■ EXTRACTED ENTRIES
------------------------------------------------

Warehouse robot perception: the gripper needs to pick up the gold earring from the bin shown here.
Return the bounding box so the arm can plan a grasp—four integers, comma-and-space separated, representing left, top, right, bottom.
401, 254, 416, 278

------------------------------------------------

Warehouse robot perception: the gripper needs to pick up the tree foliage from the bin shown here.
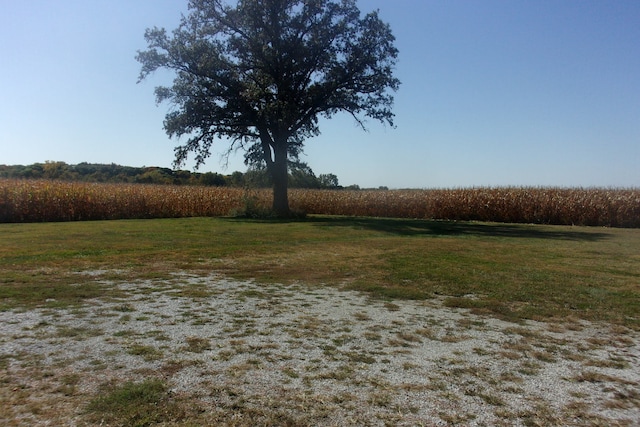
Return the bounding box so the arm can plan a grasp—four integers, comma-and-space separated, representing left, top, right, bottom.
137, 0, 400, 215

------------------------------------------------

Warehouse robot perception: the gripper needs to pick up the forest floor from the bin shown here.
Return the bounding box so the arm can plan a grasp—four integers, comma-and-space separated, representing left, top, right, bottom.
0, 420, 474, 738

------------------------------------------------

■ INSTRUCTIONS FOR THE TASK
Reproduce the listing from the line containing "foliage from the bin shown here." through the line containing "137, 0, 400, 215", both ends included, keeping the request wording and scaling each bounding-box coordinate in the answers by 0.6, rounded to whole numbers with halves going up. Leave the pictures out.

■ EXERCISE ANSWER
Warehouse robot perception: the gripper needs to pick up the tree foliage from the bin shown here.
Return the bounding box so the arm can plan a grasp—four integers, comma-and-space separated, representing left, top, right, bottom.
82, 0, 240, 129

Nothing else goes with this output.